Page |
+++
But don't let any of that make you think The Coming Race (1871) must have been the best written work from the author whose name has come down to us as nearly synonymous with bad writing.
If The Coming Race is remembered and read today more than most of Bulwer-Lytton's writing, it is mainly for being an early exercise in speculative writing, a proto-science fiction story.
To get more specific, it has a honoured place in the development of the fantastic journey story, in the line of Jonathan Swift's Gulliver's Travels (1726), Jules Verne's Journey to the Centre of the Earth (1864), Samuel Butler's Erewhon (1972), and Arthur Conan Doyle's The Lost World (1912)—with nods to other subgenres like utopian/dystopian literature, science fiction romances, lost world discoveries and social satire. When Erewhon appeared—also anonymously—the year after The Coming Race, it was taken by many to be a sequel by Bulwer-Lytton.
None of which however should give the idea that The Coming Race is written much differently from Bulwer-Lytton's other works. It is just as dense, stiff, and convoluted as everything else he produced. Here's a passage on the death of the narrator's friend near the beginning of the exploration:
But he had scarcely accomplished ten feet of the descent, when the fastenings, which we had fancied so secure, gave way, or rather the rock itself proved treacherous and crumbled beneath the strain; and the unhappy man was precipitated to the bottom, falling just at my feet, and bringing down with his fall splinters of the rock, one of which, fortunately but a small one, struck and for the time stunned me.
+++
Dataset excerpt |
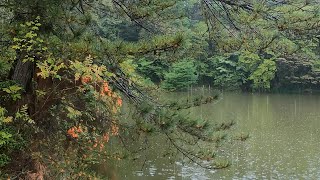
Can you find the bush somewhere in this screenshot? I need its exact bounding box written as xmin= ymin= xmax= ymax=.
xmin=162 ymin=59 xmax=198 ymax=91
+++
Challenges |
• A. Write out the part of the piece on The Coming Race that opens with the words containing "None of which" and closes with "time stunned me.".
• B. In the piece on The Coming Race, what did many people take Erewhon to be when it appeared?
The data here is separate material from the text.

In response |
• A.
None of which however should give the idea that The Coming Race is written much differently from Bulwer-Lytton's other works. It is just as dense, stiff, and convoluted as everything else he produced. Here's a passage on the death of the narrator's friend near the beginning of the exploration:
But he had scarcely accomplished ten feet of the descent, when the fastenings, which we had fancied so secure, gave way, or rather the rock itself proved treacherous and crumbled beneath the strain; and the unhappy man was precipitated to the bottom, falling just at my feet, and bringing down with his fall splinters of the rock, one of which, fortunately but a small one, struck and for the time stunned me.

• B. A sequel by Bulwer-Lytton.